%%

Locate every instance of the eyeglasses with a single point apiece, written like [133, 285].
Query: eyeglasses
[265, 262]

%%
%%

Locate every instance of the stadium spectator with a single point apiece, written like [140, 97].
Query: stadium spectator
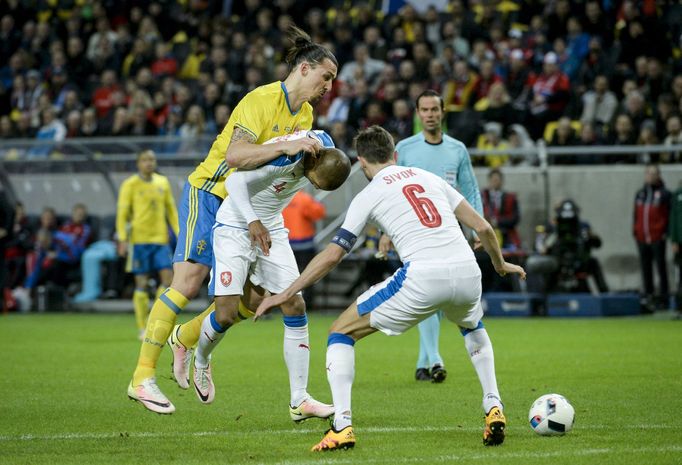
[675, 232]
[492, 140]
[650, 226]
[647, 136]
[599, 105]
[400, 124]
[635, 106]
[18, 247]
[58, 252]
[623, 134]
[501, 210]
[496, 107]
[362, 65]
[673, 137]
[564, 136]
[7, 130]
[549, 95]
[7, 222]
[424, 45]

%%
%%

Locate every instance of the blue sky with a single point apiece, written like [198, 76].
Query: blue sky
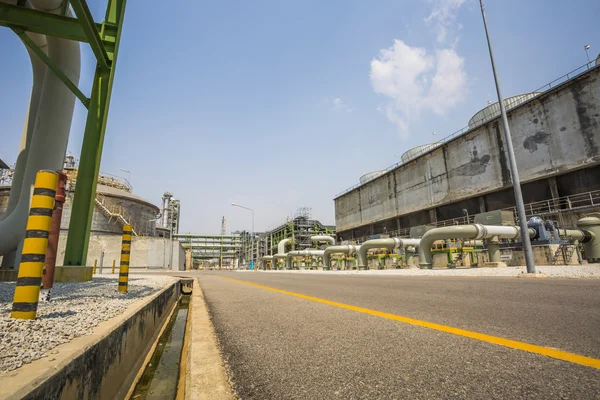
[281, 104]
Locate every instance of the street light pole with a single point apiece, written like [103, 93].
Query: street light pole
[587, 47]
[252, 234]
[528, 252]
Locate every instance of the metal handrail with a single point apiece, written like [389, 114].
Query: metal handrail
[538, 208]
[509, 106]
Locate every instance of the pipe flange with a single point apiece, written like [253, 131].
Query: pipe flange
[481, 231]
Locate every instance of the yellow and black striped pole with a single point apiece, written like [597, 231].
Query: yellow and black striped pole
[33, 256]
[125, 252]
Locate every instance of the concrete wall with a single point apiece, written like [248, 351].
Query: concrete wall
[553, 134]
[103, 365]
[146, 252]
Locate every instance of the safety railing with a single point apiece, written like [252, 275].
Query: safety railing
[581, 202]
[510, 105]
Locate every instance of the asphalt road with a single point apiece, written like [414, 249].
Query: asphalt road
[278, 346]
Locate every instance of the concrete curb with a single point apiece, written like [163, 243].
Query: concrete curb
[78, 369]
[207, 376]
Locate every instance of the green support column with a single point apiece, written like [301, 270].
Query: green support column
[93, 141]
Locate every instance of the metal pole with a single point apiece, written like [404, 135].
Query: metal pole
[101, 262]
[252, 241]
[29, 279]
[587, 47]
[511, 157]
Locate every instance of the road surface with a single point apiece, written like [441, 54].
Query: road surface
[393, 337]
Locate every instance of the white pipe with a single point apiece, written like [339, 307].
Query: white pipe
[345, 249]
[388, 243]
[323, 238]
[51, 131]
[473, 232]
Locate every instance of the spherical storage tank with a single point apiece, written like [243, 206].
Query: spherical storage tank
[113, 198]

%%

WORK TO BE COMPLETED: Collect each line of the listing above that contains the word "handrail".

RESPONSE BELOW:
Locate every instance of the metal handrail with a single point apiece, written like [389, 114].
Query: metal handrail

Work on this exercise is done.